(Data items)
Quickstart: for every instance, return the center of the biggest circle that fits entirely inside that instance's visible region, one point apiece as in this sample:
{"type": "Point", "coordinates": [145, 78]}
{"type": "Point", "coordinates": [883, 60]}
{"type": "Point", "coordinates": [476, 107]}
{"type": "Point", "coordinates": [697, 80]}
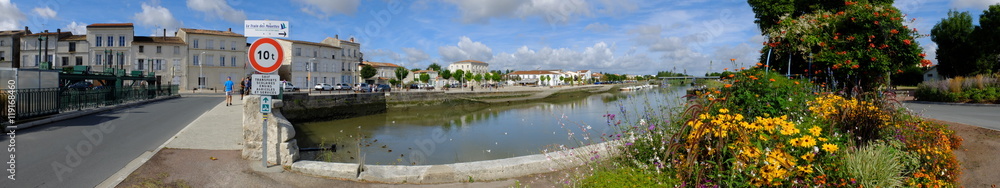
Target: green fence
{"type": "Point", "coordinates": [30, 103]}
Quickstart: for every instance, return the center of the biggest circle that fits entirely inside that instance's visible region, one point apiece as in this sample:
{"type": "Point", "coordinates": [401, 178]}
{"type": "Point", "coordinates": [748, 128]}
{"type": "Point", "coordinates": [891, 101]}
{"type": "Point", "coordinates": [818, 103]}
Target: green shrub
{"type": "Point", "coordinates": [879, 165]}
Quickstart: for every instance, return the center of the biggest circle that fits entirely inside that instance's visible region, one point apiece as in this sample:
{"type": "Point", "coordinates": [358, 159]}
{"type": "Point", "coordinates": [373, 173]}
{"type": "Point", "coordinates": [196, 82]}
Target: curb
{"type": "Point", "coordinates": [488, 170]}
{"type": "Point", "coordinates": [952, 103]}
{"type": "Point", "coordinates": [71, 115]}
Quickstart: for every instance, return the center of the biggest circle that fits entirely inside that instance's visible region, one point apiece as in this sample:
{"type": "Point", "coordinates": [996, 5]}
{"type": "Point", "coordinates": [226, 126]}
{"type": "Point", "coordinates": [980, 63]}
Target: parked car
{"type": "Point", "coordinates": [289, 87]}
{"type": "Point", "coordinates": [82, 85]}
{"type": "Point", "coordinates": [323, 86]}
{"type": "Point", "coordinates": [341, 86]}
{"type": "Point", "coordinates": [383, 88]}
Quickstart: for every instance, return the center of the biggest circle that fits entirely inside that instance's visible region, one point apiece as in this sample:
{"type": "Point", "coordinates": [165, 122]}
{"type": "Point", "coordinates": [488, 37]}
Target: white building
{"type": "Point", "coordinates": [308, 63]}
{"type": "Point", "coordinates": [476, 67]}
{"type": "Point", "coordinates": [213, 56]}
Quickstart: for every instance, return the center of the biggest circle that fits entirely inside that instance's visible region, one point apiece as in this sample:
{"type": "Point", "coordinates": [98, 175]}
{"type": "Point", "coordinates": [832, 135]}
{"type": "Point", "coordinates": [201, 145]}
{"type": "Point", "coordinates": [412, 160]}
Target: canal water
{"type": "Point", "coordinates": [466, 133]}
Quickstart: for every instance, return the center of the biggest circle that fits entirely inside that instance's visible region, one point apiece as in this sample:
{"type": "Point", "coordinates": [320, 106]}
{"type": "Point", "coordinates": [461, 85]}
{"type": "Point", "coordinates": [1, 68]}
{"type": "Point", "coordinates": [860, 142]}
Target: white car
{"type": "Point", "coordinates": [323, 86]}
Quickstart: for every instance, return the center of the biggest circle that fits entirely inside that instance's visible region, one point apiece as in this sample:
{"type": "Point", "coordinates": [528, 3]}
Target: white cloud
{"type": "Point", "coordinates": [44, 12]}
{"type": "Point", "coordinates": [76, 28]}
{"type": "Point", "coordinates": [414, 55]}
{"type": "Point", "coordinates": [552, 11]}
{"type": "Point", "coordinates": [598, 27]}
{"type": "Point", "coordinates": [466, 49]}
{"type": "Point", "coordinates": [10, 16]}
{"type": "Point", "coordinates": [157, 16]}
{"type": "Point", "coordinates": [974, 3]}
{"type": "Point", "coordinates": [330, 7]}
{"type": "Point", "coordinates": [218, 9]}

---

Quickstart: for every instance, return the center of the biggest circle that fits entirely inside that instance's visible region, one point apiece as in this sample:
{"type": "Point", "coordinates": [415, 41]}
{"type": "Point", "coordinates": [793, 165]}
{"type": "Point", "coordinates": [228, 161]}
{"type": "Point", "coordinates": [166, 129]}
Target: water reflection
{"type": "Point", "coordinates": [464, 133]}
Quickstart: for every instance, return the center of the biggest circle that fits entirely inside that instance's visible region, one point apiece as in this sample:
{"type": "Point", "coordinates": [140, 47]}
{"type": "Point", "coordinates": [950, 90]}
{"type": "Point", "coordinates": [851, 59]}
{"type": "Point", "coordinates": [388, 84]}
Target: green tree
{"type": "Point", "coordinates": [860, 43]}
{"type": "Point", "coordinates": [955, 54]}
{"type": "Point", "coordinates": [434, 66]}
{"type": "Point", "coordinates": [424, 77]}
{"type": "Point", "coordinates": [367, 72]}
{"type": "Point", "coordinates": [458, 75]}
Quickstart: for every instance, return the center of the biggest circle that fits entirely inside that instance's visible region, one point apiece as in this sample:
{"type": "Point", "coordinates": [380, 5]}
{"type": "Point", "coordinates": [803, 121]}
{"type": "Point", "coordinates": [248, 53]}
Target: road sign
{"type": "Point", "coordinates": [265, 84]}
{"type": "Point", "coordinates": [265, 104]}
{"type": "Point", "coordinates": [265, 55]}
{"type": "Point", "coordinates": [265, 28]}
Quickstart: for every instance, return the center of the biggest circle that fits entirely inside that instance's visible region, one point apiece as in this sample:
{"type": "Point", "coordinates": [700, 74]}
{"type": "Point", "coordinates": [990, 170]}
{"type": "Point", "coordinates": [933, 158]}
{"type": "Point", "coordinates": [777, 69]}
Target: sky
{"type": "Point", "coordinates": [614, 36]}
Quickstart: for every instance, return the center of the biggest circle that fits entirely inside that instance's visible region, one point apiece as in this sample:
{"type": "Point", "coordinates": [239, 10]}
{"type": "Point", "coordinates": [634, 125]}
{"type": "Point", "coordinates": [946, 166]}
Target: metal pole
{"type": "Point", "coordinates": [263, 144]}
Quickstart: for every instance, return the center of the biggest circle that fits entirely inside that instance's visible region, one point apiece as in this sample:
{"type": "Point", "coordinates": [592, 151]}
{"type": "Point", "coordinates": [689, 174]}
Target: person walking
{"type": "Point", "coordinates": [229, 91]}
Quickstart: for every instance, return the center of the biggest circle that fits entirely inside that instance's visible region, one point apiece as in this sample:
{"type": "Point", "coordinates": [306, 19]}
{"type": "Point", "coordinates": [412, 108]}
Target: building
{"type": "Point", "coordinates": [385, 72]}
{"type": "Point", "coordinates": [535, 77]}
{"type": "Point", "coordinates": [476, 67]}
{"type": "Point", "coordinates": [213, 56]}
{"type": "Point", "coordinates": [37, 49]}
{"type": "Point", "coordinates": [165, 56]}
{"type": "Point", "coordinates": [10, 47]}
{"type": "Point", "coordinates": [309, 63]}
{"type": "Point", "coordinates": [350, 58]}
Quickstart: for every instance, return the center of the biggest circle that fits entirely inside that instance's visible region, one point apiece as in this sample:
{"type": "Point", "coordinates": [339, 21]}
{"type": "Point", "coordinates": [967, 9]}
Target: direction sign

• [About this task] Copy out the lines above exactly, beginning at the one that contains "Target: building" and ending at the one that contains "Target: direction sign".

• [Exercise output]
Target: building
{"type": "Point", "coordinates": [385, 72]}
{"type": "Point", "coordinates": [535, 77]}
{"type": "Point", "coordinates": [476, 67]}
{"type": "Point", "coordinates": [213, 56]}
{"type": "Point", "coordinates": [37, 49]}
{"type": "Point", "coordinates": [165, 56]}
{"type": "Point", "coordinates": [10, 47]}
{"type": "Point", "coordinates": [309, 63]}
{"type": "Point", "coordinates": [350, 58]}
Quickstart: for every instance, return the center of the biggest circle that fits entirely inside that instance's visible region, one point apiece as in this sample:
{"type": "Point", "coordinates": [339, 21]}
{"type": "Point", "coordinates": [967, 9]}
Target: direction sign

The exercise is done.